===== DATA RECORDS =====

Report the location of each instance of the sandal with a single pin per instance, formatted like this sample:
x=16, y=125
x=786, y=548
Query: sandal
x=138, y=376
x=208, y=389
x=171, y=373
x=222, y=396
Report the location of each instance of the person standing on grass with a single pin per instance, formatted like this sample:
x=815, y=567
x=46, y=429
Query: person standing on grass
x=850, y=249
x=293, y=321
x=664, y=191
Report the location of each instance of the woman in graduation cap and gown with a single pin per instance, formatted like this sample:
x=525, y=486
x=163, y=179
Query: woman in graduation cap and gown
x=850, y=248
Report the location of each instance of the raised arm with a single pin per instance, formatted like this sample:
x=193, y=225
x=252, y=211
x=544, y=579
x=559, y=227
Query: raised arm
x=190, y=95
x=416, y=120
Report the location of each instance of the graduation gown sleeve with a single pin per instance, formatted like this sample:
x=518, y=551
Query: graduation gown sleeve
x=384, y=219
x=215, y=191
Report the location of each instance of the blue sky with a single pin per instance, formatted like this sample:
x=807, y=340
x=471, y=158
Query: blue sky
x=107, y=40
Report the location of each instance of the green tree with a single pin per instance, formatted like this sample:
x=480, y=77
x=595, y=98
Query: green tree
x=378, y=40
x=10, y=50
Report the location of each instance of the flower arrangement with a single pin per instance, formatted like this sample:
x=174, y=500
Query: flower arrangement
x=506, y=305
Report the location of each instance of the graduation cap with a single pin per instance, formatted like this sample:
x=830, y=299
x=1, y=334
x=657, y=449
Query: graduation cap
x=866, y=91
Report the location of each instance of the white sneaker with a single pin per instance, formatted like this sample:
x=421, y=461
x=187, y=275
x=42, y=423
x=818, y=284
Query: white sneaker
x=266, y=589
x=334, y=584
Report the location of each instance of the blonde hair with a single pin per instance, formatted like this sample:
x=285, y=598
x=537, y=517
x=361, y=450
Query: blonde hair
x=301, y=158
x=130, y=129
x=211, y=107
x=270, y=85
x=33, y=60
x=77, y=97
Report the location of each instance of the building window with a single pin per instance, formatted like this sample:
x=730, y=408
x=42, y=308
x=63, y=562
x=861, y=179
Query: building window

=====

> TASK ITEM: Every record above is to be transcribed exactly as written.

> RESPONSE TO THE TASK:
Report the location of each instance of the sandal with a single pin per instance, formatted like this sample:
x=16, y=125
x=786, y=548
Query: sandal
x=138, y=376
x=208, y=389
x=171, y=373
x=222, y=396
Report the location of each instance of the person standing on grass with a single pin per instance, formatted like this sample:
x=815, y=567
x=46, y=429
Query: person standing on grass
x=850, y=249
x=293, y=321
x=664, y=191
Report the location of each instance of the woman in graduation cap and gown with a single pin per instance, formatted like this sample:
x=525, y=486
x=163, y=179
Query: woman in graduation cap and gown
x=850, y=248
Report the location of each instance of the raised arm with a single pin per instance, formatted like this sample:
x=193, y=225
x=252, y=211
x=544, y=579
x=559, y=227
Query: raised arm
x=190, y=95
x=416, y=120
Report the location of each instance of the graduation gown sleeve with a single pin per instance, formatted like this sample:
x=518, y=551
Query: graduation gown sleeve
x=384, y=219
x=215, y=191
Report the location of each instance of the blue sky with a single pin per instance, formatted like this sample:
x=807, y=340
x=471, y=158
Query: blue sky
x=107, y=40
Report the location of each instance of the green tree with a single pin per instance, formatted like this sample:
x=480, y=77
x=595, y=98
Query: green tree
x=378, y=40
x=10, y=50
Report the location of each instance of the flower arrangement with a single pin per instance, formatted like this sample:
x=174, y=500
Query: flower arrangement
x=506, y=305
Report the location of each instance of the graduation cap with a single pin per instance, formatted like this sample:
x=830, y=299
x=1, y=334
x=657, y=449
Query: graduation cap
x=866, y=91
Report the location of each instance of the white sneaker with a single pin per instance, formatted like this sample:
x=421, y=461
x=187, y=275
x=42, y=423
x=818, y=284
Query: white sneaker
x=266, y=589
x=334, y=584
Report the location of each instance of the blonde hair with a single pin per instance, formatted like this sample:
x=285, y=598
x=537, y=517
x=361, y=450
Query: blonde hair
x=301, y=158
x=130, y=129
x=211, y=107
x=270, y=85
x=33, y=60
x=77, y=97
Report the location of each instance of the building window with a single pin per instance, formatted like this sample:
x=730, y=408
x=42, y=308
x=63, y=562
x=861, y=179
Query: building window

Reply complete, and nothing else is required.